— START Passage shown —

# new car!



## parkerd (Sep 30, 2010)

Look's slick. Congratz!


----------



## nonamebob (Mar 7, 2010)

Nice!


----------



## Hunter9837 (Jun 19, 2011)

What did you pay for it?


----------



## k4okc (Feb 29, 2012)

You won't get any better fuel mileage ibet....because you will always have your foot in it trying to drift into the next corner....LOL:wink:


----------



## tylerolsen12 (Feb 8, 2007)

Hunter9837 said:


> What did you pay for it?


10500


----------



## bowtechman88 (Feb 26, 2010)

Nice, but as already stated, good luck not giving it a little pedal :wink:


----------



## flynh97 (Feb 6, 2012)

Sick looking car, even if it ain't a truck or a jeep


----------



## Bowmaddness (Feb 3, 2009)

sick looking rims


----------



## tylerolsen12 (Feb 8, 2007)

bowtechman88 said:


> Nice, but as already stated, good luck not giving it a little pedal :wink:


haha trust me its tough to keep it at the speed limit


----------



## tylerolsen12 (Feb 8, 2007)

flynh97 said:


> Sick looking car, even if it ain't a truck or a jeep


dont worry i still have my truck too


----------



## Ignition kid (Oct 7, 2008)

I bet that little cobalt hauls butt!
wish I had that kind of money, I'd go and build myself an old camaro with a 383 and a superchargfer on top of it!


----------



## tylerolsen12 (Feb 8, 2007)

it moves for sure! this very well could be my last car after this is paid for everything will go into getting a 55 chevy pickup to restore and when that ones done it will be on to a 69-72 c10/k10 pickup to restore


----------



## flynh97 (Feb 6, 2012)

gotta love the chevys!


----------



## tylerolsen12 (Feb 8, 2007)

yep GM is all i have owned and it will always be that way


----------



## Ignition kid (Oct 7, 2008)

the 67-72 chevys are so awesome, I'd like to build one of thenm or an 81-87 chevy half ton short bed 2wd and tub out the rear end on it, put some bigger tires on the rear with smaller ones on the front, throw a big 427 in it or a 383 w/ a supercharger and it'd be a sick ride especially since theyre less than 4,000 pounds curb weight unlike todays half ton trucks which weigh 5k-6k pounds which is where our 94's have a slight advantage since the curb weight on ours is around 4000-4200#.

— END Passage shown —

Tasks to carry out:
- a) Answer these questions from the new car thread.
(i) What figure does tylerolsen12 give in reply to the question about what was paid for the car?
(ii) What vehicle does tylerolsen12 say is still owned in addition to the car?
(iii) What curb weight does Ignition kid give for "our 94's"?
- b) Write out the new car thread word for word from "yep GM is all" to "is around 4000-4200#.".
- c) Decide whether each statement agrees with the new car thread. Answer yes or no, and quote the words that decide it.
(i) tylerolsen12 says every vehicle owned so far has been GM.
(ii) Ignition kid says today's half ton trucks weigh less than 4,000 pounds.
(iii) Bowmaddness comments on the rims.

— START Recorded data —

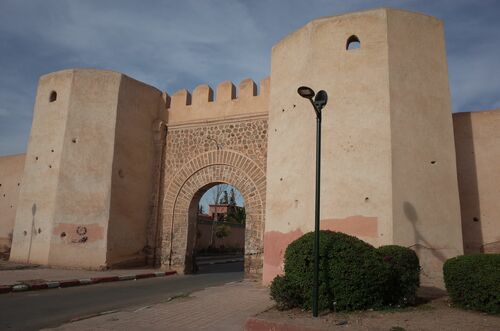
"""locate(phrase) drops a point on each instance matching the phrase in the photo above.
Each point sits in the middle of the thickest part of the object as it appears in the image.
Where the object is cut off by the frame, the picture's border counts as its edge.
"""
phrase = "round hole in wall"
(53, 96)
(352, 43)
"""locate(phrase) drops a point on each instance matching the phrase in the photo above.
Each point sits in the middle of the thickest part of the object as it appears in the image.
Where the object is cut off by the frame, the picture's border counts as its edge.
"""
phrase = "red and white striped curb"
(77, 282)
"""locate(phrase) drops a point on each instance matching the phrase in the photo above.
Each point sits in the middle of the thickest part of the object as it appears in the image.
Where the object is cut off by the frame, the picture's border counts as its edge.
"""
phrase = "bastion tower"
(388, 161)
(88, 171)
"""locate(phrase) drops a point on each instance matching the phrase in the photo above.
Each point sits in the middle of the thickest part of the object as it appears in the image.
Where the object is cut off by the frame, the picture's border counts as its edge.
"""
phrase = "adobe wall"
(477, 140)
(425, 202)
(235, 238)
(213, 140)
(11, 174)
(79, 176)
(356, 157)
(386, 100)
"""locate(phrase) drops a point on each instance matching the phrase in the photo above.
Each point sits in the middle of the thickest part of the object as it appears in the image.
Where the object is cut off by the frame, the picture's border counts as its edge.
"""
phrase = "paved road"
(50, 308)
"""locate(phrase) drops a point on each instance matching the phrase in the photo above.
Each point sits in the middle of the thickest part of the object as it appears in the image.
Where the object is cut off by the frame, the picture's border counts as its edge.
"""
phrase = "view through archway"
(219, 223)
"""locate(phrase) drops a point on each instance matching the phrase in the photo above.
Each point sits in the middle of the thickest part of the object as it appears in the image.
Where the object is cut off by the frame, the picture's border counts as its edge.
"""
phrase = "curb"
(257, 324)
(21, 287)
(220, 261)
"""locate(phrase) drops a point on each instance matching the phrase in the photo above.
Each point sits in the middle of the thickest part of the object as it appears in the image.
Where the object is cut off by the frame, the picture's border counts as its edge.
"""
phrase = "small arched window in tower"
(352, 43)
(53, 96)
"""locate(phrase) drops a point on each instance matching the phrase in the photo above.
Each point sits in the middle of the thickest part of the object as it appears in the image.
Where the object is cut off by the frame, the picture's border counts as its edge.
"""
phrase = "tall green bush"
(404, 274)
(473, 281)
(353, 274)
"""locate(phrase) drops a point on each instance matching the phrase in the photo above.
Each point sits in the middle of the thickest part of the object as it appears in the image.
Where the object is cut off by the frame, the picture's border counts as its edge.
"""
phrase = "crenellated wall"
(202, 106)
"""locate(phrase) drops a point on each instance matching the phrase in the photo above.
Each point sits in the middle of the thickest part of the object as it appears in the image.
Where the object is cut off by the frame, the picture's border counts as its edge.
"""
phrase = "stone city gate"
(197, 157)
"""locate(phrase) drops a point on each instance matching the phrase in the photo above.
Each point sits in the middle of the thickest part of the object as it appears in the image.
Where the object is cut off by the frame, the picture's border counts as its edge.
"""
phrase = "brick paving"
(218, 308)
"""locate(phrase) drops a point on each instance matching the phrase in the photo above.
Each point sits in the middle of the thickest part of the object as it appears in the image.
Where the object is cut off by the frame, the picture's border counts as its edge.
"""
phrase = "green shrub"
(473, 281)
(352, 274)
(405, 274)
(284, 293)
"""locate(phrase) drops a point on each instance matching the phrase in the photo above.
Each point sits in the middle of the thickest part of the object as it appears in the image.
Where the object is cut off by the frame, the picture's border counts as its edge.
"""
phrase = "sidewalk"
(23, 277)
(221, 308)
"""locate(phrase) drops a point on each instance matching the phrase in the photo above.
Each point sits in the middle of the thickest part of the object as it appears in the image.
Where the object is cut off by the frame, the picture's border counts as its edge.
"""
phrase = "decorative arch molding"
(212, 167)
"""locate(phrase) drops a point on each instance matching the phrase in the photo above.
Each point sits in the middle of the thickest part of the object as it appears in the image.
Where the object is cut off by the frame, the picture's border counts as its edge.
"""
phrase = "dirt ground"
(434, 312)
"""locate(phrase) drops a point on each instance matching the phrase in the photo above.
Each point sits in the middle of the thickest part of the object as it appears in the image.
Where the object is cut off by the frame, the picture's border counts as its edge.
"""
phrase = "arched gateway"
(189, 184)
(229, 146)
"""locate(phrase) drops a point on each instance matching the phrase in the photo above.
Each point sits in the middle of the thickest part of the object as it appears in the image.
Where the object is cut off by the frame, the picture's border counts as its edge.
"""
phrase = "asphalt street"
(50, 308)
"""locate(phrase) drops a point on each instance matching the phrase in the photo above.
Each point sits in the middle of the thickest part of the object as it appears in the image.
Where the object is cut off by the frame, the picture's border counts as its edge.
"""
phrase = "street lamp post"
(318, 103)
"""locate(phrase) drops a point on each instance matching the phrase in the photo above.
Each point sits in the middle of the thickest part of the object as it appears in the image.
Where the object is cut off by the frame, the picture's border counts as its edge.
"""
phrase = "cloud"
(181, 44)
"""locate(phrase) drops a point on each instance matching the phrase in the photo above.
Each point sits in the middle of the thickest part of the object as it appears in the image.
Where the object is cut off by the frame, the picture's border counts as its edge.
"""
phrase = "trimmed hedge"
(353, 274)
(405, 274)
(473, 281)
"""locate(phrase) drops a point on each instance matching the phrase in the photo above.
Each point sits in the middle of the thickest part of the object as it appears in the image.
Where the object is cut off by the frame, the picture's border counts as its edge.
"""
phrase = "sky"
(180, 44)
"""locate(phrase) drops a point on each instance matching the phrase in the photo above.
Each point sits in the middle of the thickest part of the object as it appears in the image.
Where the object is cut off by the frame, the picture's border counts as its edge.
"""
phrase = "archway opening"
(217, 220)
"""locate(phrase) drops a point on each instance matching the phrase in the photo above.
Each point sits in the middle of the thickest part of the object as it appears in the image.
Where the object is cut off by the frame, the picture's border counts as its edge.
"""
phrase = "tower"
(88, 182)
(388, 163)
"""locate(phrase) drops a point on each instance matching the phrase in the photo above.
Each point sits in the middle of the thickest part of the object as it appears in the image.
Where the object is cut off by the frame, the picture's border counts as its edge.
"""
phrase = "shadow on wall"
(420, 241)
(468, 185)
(33, 231)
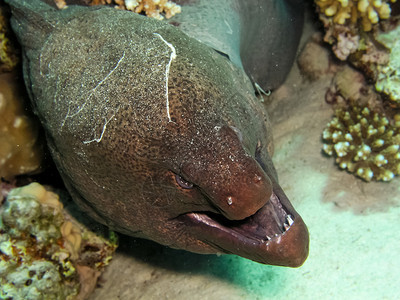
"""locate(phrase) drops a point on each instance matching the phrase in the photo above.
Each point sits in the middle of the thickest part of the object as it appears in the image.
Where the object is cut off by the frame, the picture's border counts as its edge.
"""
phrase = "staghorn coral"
(20, 150)
(364, 143)
(41, 256)
(368, 12)
(152, 8)
(388, 79)
(346, 23)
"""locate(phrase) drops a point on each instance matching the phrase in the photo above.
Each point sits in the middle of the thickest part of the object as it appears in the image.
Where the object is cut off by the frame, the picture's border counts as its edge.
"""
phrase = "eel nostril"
(183, 183)
(257, 179)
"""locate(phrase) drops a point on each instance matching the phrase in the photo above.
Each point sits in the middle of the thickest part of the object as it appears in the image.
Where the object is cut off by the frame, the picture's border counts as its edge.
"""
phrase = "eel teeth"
(289, 220)
(288, 223)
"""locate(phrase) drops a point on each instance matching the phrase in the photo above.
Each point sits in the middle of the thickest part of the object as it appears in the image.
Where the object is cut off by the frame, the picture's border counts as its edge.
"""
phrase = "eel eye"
(183, 183)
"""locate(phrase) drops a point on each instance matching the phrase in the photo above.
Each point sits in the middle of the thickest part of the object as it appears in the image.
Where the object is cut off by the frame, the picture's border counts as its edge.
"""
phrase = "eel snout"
(274, 235)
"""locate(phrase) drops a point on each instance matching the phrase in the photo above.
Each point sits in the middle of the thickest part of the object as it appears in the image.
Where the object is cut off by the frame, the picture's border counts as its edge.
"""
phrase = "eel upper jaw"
(274, 235)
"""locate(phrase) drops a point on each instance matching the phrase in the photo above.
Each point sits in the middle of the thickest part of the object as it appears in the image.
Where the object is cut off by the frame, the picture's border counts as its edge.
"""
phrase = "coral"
(388, 79)
(41, 255)
(152, 8)
(364, 143)
(9, 54)
(20, 150)
(346, 23)
(368, 12)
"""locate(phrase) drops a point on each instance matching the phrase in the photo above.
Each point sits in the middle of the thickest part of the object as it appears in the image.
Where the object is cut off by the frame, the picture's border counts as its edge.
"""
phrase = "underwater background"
(353, 221)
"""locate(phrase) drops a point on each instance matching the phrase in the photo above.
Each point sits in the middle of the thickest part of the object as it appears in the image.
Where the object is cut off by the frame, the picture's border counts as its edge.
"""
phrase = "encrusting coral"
(44, 253)
(20, 149)
(364, 143)
(152, 8)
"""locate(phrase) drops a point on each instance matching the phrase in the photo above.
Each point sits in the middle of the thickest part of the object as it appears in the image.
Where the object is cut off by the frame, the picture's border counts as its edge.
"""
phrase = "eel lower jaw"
(274, 235)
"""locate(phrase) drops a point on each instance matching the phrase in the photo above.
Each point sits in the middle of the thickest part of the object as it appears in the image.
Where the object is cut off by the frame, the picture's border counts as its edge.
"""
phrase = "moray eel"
(156, 134)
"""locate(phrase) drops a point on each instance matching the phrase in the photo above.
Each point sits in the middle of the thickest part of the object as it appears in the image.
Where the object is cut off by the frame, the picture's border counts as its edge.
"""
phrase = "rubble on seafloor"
(44, 252)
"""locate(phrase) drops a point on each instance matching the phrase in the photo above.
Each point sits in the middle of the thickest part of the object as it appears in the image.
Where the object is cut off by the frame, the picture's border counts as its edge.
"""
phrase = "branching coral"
(20, 150)
(41, 255)
(364, 143)
(369, 12)
(388, 79)
(346, 22)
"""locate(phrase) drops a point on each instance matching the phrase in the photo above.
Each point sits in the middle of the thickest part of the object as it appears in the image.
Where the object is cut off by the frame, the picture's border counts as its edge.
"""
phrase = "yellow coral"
(152, 8)
(364, 143)
(369, 12)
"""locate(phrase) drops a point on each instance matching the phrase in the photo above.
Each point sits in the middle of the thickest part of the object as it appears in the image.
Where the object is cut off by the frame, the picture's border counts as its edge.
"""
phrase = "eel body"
(155, 133)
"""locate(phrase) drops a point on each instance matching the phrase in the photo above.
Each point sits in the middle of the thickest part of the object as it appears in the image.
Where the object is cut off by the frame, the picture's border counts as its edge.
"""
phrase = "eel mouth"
(275, 234)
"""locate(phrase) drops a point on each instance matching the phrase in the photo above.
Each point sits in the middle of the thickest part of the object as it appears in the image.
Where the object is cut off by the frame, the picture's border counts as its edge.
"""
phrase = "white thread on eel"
(98, 140)
(171, 58)
(92, 92)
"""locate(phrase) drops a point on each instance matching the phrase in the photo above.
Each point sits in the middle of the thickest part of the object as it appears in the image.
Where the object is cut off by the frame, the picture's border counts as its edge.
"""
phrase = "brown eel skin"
(155, 133)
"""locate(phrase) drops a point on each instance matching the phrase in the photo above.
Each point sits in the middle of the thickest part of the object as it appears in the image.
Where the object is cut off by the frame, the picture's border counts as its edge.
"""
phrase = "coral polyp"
(368, 12)
(364, 143)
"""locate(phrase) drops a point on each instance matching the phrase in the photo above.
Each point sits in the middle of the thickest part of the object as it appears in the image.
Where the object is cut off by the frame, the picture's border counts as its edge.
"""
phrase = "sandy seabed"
(353, 225)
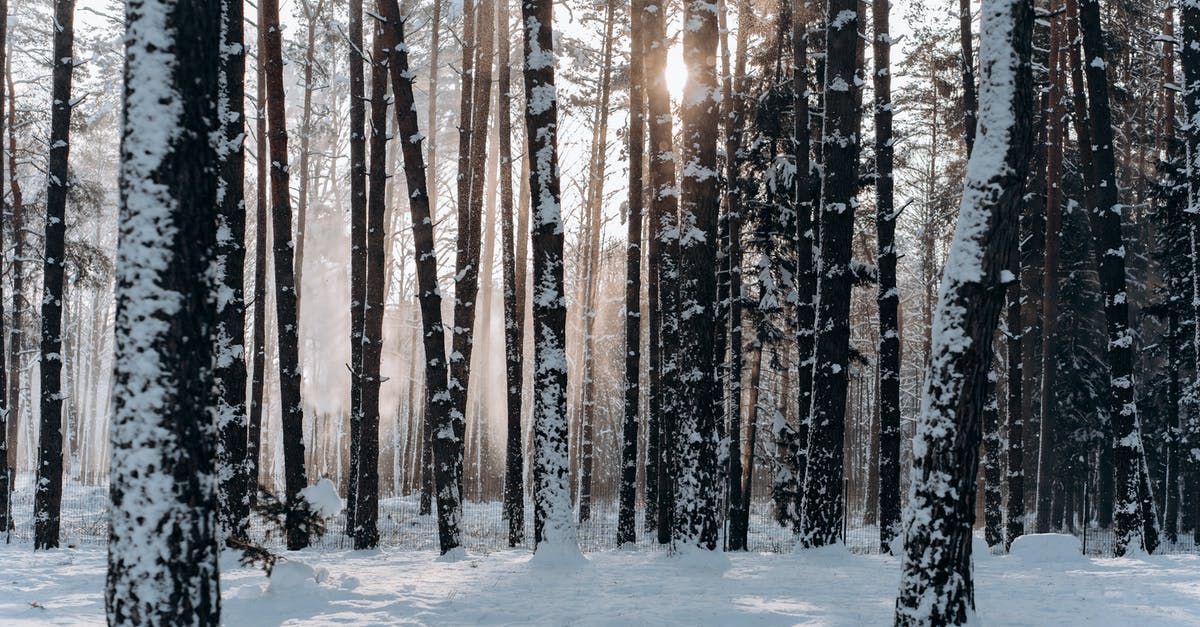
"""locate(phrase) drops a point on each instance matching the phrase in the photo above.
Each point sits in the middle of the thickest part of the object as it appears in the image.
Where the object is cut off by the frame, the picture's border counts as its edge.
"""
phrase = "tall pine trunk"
(936, 585)
(162, 553)
(822, 511)
(292, 406)
(229, 365)
(48, 496)
(1137, 526)
(447, 447)
(627, 519)
(553, 527)
(888, 294)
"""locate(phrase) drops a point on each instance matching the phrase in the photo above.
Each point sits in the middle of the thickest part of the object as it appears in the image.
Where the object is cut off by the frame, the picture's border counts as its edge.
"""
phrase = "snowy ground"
(1039, 586)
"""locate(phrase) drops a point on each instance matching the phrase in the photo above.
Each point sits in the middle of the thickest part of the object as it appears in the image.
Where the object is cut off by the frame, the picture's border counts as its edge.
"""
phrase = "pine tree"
(627, 524)
(888, 294)
(936, 585)
(553, 527)
(229, 369)
(292, 405)
(447, 475)
(48, 495)
(822, 508)
(162, 555)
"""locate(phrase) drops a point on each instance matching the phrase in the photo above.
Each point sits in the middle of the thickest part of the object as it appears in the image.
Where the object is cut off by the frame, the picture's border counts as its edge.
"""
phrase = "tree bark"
(936, 585)
(888, 294)
(447, 447)
(627, 519)
(292, 405)
(823, 478)
(1135, 520)
(48, 495)
(229, 365)
(162, 554)
(553, 527)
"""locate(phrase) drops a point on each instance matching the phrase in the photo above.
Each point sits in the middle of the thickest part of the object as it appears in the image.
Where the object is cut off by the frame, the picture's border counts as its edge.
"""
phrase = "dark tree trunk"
(1048, 470)
(514, 303)
(664, 221)
(366, 481)
(445, 446)
(292, 405)
(229, 369)
(7, 364)
(1015, 471)
(888, 294)
(823, 478)
(936, 584)
(696, 429)
(627, 523)
(553, 526)
(1135, 519)
(48, 496)
(358, 250)
(258, 381)
(735, 126)
(162, 550)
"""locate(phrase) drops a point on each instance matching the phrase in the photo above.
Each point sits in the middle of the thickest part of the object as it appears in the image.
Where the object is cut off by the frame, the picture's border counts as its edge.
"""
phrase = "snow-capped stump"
(1048, 548)
(322, 499)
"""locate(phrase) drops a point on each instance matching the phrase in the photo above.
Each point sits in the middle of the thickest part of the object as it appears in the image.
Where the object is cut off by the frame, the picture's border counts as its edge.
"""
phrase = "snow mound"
(454, 555)
(552, 555)
(322, 497)
(1048, 548)
(292, 575)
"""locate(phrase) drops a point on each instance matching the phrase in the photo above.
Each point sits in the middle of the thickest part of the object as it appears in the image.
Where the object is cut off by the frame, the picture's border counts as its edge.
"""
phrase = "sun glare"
(676, 72)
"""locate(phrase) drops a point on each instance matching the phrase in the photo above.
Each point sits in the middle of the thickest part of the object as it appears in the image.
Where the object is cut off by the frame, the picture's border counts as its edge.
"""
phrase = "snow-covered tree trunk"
(1189, 59)
(822, 506)
(627, 523)
(1135, 519)
(514, 304)
(291, 404)
(697, 419)
(888, 294)
(229, 353)
(664, 222)
(553, 526)
(48, 495)
(735, 129)
(366, 482)
(936, 585)
(162, 553)
(7, 364)
(445, 445)
(258, 324)
(355, 53)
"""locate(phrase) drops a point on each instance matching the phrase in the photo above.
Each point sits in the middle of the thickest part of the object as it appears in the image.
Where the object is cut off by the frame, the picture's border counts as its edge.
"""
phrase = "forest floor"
(1037, 585)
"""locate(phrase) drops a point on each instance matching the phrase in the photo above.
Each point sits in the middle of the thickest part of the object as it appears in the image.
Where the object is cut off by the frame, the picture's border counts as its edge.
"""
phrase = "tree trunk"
(1135, 519)
(48, 496)
(366, 481)
(1048, 470)
(936, 585)
(888, 294)
(229, 365)
(553, 527)
(823, 477)
(358, 249)
(162, 553)
(514, 305)
(292, 406)
(664, 268)
(258, 381)
(447, 447)
(696, 431)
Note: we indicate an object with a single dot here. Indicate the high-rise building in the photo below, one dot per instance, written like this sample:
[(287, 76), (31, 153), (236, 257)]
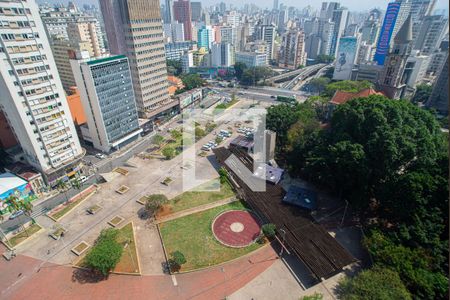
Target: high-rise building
[(340, 19), (222, 55), (196, 9), (292, 51), (232, 18), (251, 59), (227, 34), (420, 9), (266, 33), (439, 96), (438, 58), (168, 15), (187, 60), (182, 13), (396, 14), (432, 31), (275, 4), (392, 80), (416, 69), (174, 32), (106, 90), (205, 37), (31, 95), (60, 48), (135, 29), (174, 51)]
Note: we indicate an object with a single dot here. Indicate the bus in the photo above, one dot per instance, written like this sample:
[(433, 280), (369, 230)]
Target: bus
[(287, 99)]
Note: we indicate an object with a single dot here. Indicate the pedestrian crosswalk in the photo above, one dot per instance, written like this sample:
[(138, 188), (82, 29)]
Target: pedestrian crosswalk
[(38, 211)]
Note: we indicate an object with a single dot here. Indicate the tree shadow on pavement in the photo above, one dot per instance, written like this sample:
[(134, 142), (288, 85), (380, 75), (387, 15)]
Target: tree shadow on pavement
[(87, 276)]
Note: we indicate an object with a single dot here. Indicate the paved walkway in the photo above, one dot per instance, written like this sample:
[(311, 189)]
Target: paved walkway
[(196, 209), (29, 278)]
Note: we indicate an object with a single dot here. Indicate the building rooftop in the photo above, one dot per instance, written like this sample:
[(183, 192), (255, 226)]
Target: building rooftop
[(268, 173), (94, 61), (404, 35), (9, 181), (243, 142)]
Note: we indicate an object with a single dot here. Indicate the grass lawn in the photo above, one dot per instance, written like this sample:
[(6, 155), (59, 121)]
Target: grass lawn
[(192, 236), (17, 239), (128, 262), (196, 198)]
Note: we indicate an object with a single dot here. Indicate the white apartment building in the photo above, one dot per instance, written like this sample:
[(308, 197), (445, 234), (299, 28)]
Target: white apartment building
[(107, 97), (31, 94)]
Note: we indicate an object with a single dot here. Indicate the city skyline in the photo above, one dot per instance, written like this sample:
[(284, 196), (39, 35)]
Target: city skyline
[(352, 5)]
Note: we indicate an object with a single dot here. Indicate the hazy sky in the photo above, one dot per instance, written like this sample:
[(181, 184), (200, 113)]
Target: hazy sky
[(354, 5)]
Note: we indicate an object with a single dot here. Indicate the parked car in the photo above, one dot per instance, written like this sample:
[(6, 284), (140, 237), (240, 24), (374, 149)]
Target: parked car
[(16, 214), (100, 155)]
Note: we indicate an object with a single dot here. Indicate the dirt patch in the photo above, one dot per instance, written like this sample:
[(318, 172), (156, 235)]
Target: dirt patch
[(165, 210)]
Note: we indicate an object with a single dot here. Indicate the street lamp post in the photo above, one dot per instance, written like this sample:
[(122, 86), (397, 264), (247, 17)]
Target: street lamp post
[(283, 232)]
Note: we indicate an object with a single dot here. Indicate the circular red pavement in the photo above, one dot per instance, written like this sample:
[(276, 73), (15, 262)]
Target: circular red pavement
[(236, 228)]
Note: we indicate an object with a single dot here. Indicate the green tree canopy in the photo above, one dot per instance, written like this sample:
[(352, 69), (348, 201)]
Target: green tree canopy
[(415, 266), (423, 92), (376, 284), (106, 253)]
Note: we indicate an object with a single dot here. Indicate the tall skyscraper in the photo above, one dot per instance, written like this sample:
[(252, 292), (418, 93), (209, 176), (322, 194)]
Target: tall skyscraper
[(439, 96), (205, 37), (392, 79), (432, 31), (60, 48), (267, 34), (182, 13), (292, 51), (107, 96), (196, 8), (135, 28), (222, 55), (395, 16), (420, 9), (31, 95), (275, 4), (168, 15)]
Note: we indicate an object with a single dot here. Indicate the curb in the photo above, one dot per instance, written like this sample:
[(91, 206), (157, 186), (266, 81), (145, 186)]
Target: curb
[(164, 249), (27, 239)]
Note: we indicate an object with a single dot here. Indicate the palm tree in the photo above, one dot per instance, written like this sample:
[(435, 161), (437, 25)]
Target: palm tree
[(76, 183), (15, 205), (62, 187), (27, 208), (2, 217)]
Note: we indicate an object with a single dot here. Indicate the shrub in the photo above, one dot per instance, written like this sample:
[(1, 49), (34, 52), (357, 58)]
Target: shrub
[(154, 203), (177, 259), (168, 152), (269, 230), (106, 252)]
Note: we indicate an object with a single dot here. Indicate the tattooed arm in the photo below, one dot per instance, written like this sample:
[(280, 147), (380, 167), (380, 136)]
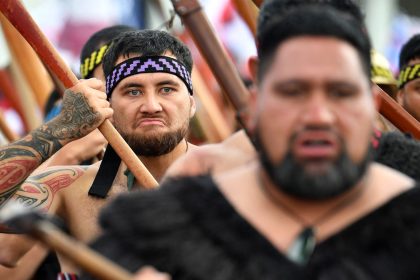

— END Recorded data —

Exercise results:
- a)
(i) 10500
(ii) A truck
(iii) Around 4000-4200#

- b)
yep GM is all i have owned and it will always be that way


----------



## Ignition kid (Oct 7, 2008)

the 67-72 chevys are so awesome, I'd like to build one of thenm or an 81-87 chevy half ton short bed 2wd and tub out the rear end on it, put some bigger tires on the rear with smaller ones on the front, throw a big 427 in it or a 383 w/ a supercharger and it'd be a sick ride especially since theyre less than 4,000 pounds curb weight unlike todays half ton trucks which weigh 5k-6k pounds which is where our 94's have a slight advantage since the curb weight on ours is around 4000-4200#.

- c)
(i) Yes: "yep GM is all i have owned and it will always be that way"
(ii) No: "unlike todays half ton trucks which weigh 5k-6k pounds"
(iii) Yes: "sick looking rims"